====== Data shown
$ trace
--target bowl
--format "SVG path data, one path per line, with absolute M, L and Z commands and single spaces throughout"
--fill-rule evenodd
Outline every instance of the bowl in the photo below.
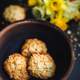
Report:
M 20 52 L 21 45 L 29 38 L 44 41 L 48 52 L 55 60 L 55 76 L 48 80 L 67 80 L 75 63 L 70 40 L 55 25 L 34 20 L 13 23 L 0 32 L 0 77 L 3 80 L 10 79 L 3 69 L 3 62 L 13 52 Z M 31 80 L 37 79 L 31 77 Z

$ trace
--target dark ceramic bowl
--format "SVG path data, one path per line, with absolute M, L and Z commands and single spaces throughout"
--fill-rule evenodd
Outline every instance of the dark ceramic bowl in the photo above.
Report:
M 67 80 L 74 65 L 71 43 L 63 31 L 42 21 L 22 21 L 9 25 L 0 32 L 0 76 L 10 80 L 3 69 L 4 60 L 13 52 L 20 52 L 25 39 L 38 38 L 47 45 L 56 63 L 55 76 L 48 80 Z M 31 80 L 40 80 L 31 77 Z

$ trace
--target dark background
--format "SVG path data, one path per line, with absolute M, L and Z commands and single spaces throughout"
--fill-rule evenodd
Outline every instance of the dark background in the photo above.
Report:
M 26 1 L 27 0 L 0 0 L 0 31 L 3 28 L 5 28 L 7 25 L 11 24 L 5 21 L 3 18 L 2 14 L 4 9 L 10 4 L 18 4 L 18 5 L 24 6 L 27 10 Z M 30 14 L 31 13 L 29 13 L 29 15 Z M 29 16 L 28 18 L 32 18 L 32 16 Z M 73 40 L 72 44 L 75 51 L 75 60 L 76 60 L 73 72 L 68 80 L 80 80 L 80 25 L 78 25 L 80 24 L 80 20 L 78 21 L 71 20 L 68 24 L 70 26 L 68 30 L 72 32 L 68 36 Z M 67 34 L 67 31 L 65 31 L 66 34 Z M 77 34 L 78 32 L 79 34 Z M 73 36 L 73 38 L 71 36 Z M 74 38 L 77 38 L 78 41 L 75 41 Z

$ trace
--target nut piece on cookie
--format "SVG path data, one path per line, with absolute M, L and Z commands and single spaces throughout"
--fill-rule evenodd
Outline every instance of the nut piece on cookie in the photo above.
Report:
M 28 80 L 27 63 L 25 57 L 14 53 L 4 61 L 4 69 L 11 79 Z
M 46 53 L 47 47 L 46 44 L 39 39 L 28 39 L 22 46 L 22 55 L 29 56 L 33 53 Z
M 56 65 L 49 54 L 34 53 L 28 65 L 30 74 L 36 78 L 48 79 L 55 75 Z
============
§ Short task
Repeat the lines starting at the very first line and ending at the line that contains "M 20 52 L 21", including both ends. Leave the picture out of your answer.

§ Task solution
$ trace
--target bowl
--format "SVG path data, one path per line, with absolute M, L and Z commands and single spaces throughout"
--fill-rule evenodd
Outline every instance of the bowl in the photo below.
Report:
M 20 52 L 21 45 L 29 38 L 44 41 L 48 52 L 55 60 L 55 76 L 48 80 L 67 80 L 75 63 L 70 40 L 55 25 L 34 20 L 13 23 L 0 32 L 0 77 L 3 80 L 10 79 L 3 69 L 3 62 L 13 52 Z M 31 80 L 37 79 L 31 77 Z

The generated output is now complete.